All of the records should be given again exactly as they appear.

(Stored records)

Start of Block

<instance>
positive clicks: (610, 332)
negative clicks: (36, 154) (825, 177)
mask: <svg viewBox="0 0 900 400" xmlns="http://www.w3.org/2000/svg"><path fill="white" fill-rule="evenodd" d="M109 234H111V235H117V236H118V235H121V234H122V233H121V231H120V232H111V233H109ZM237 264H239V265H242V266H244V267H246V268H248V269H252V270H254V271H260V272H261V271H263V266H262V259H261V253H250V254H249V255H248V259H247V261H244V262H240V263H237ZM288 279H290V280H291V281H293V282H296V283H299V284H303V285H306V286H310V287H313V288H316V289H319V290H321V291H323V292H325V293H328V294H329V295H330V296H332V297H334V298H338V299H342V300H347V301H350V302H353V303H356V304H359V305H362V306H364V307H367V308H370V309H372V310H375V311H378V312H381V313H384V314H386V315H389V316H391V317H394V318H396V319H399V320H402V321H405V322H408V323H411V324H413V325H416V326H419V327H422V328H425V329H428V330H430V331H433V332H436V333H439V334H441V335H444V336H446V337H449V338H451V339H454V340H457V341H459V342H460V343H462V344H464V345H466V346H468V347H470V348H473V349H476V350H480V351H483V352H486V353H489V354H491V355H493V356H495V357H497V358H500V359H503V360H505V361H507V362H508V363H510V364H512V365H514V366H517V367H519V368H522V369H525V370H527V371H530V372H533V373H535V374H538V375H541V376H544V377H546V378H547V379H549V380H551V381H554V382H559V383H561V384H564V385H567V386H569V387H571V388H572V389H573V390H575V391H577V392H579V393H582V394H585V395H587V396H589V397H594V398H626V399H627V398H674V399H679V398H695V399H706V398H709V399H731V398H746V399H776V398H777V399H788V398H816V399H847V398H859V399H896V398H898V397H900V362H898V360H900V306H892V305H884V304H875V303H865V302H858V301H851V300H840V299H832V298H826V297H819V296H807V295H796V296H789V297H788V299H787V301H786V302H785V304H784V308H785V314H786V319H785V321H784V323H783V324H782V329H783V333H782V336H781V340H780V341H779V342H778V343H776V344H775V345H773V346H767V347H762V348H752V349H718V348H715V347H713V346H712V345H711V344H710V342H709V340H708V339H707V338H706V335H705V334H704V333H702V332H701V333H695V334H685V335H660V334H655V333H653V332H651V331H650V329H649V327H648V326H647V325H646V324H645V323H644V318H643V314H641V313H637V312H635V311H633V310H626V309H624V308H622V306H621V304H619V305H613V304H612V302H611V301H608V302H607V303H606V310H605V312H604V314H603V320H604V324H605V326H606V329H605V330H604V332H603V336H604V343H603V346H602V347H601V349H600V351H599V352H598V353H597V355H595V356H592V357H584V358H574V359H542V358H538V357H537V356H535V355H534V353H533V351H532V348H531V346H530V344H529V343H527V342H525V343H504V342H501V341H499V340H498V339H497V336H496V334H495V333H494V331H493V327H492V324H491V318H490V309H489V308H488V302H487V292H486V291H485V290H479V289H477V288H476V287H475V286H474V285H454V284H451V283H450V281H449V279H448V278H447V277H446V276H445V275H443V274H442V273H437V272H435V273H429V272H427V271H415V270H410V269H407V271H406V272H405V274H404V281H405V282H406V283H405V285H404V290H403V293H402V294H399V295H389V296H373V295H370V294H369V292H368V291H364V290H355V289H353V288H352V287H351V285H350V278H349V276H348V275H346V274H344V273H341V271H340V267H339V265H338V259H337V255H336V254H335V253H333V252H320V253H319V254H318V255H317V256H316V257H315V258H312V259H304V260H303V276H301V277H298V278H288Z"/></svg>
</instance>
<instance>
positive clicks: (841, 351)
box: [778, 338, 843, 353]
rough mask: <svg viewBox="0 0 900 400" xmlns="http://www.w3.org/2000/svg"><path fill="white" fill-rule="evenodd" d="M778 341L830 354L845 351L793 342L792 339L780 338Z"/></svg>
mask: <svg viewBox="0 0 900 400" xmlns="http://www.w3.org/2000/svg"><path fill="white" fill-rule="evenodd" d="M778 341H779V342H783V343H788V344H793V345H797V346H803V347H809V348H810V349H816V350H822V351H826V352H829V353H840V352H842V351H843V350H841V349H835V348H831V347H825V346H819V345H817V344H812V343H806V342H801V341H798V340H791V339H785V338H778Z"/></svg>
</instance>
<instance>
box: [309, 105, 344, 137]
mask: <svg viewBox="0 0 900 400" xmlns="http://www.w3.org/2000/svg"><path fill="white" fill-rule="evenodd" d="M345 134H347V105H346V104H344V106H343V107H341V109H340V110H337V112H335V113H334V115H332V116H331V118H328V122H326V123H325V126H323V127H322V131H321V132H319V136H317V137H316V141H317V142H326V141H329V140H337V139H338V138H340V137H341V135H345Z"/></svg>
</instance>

End of Block

• Solution below:
<instance>
positive clicks: (610, 332)
negative clicks: (36, 154) (825, 177)
mask: <svg viewBox="0 0 900 400" xmlns="http://www.w3.org/2000/svg"><path fill="white" fill-rule="evenodd" d="M109 234H111V235H117V236H118V235H121V234H122V233H121V231H120V232H111V233H109ZM237 264H239V265H242V266H244V267H246V268H248V269H252V270H254V271H260V272H261V271H263V266H262V259H261V253H250V254H249V255H248V259H247V261H244V262H240V263H237ZM288 279H290V280H291V281H293V282H296V283H299V284H303V285H306V286H310V287H313V288H316V289H319V290H321V291H323V292H325V293H328V294H329V295H330V296H332V297H334V298H338V299H342V300H347V301H350V302H353V303H356V304H359V305H362V306H364V307H367V308H370V309H372V310H375V311H378V312H381V313H384V314H386V315H389V316H391V317H394V318H396V319H399V320H402V321H405V322H408V323H411V324H413V325H416V326H419V327H422V328H425V329H428V330H430V331H433V332H436V333H439V334H441V335H444V336H446V337H449V338H451V339H454V340H457V341H459V342H460V343H462V344H464V345H466V346H468V347H470V348H473V349H476V350H480V351H483V352H486V353H489V354H491V355H493V356H495V357H497V358H500V359H503V360H505V361H507V362H508V363H510V364H512V365H514V366H517V367H519V368H522V369H525V370H527V371H530V372H533V373H535V374H538V375H541V376H544V377H546V378H547V379H549V380H551V381H554V382H559V383H561V384H564V385H567V386H569V387H571V388H572V389H573V390H575V391H577V392H579V393H582V394H585V395H587V396H589V397H594V398H626V399H627V398H674V399H679V398H695V399H706V398H709V399H731V398H746V399H776V398H777V399H788V398H816V399H847V398H859V399H896V398H898V397H900V362H898V360H900V306H892V305H884V304H875V303H865V302H858V301H851V300H840V299H832V298H826V297H819V296H807V295H796V296H789V297H788V299H787V301H786V302H785V304H784V308H785V314H786V319H785V321H784V323H783V324H782V329H783V333H782V336H781V340H780V341H779V342H778V343H776V344H775V345H773V346H767V347H762V348H752V349H718V348H715V347H713V346H712V345H711V344H710V342H709V340H708V339H707V338H706V335H705V334H704V333H702V332H701V333H695V334H685V335H660V334H655V333H653V332H651V331H650V329H649V327H648V326H647V325H646V324H645V323H644V318H643V314H641V313H637V312H635V311H633V310H626V309H624V308H622V306H621V304H619V305H613V304H612V302H611V301H608V302H607V303H606V310H605V312H604V314H603V320H604V324H605V326H606V329H605V330H604V332H603V336H604V343H603V346H602V347H601V349H600V351H599V352H598V353H597V355H595V356H592V357H584V358H574V359H542V358H538V357H537V356H535V355H534V353H533V351H532V348H531V346H530V344H529V343H527V342H525V343H504V342H501V341H499V340H498V339H497V336H496V334H495V333H494V331H493V327H492V324H491V318H490V309H489V308H488V302H487V292H486V291H485V290H479V289H477V288H476V287H475V286H474V285H454V284H451V283H450V281H449V279H448V278H447V277H446V276H445V275H443V274H442V273H437V272H435V273H429V272H427V271H415V270H410V269H407V271H406V272H405V274H404V281H405V282H406V283H405V285H404V290H403V293H402V294H399V295H389V296H373V295H370V294H369V292H368V291H364V290H355V289H353V288H352V287H351V285H350V278H349V276H348V275H346V274H344V273H341V271H340V267H339V265H338V259H337V255H336V254H335V253H333V252H320V253H319V254H318V255H317V256H316V257H315V258H312V259H304V260H303V276H301V277H298V278H288Z"/></svg>
</instance>
<instance>
positive clicks: (841, 351)
box: [778, 338, 843, 353]
rough mask: <svg viewBox="0 0 900 400" xmlns="http://www.w3.org/2000/svg"><path fill="white" fill-rule="evenodd" d="M778 341L830 354L845 351L793 342L792 339L780 338Z"/></svg>
mask: <svg viewBox="0 0 900 400" xmlns="http://www.w3.org/2000/svg"><path fill="white" fill-rule="evenodd" d="M778 341H779V342H783V343H788V344H793V345H797V346H803V347H809V348H810V349H816V350H822V351H826V352H829V353H840V352H842V351H843V350H841V349H835V348H831V347H825V346H819V345H817V344H812V343H806V342H801V341H798V340H791V339H785V338H778Z"/></svg>
</instance>
<instance>
box: [309, 105, 344, 137]
mask: <svg viewBox="0 0 900 400" xmlns="http://www.w3.org/2000/svg"><path fill="white" fill-rule="evenodd" d="M345 134H347V105H346V104H344V106H343V107H341V109H340V110H337V112H335V113H334V115H332V116H331V118H328V122H326V123H325V126H323V127H322V131H321V132H319V136H317V137H316V141H317V142H326V141H329V140H337V139H338V138H340V137H341V135H345Z"/></svg>
</instance>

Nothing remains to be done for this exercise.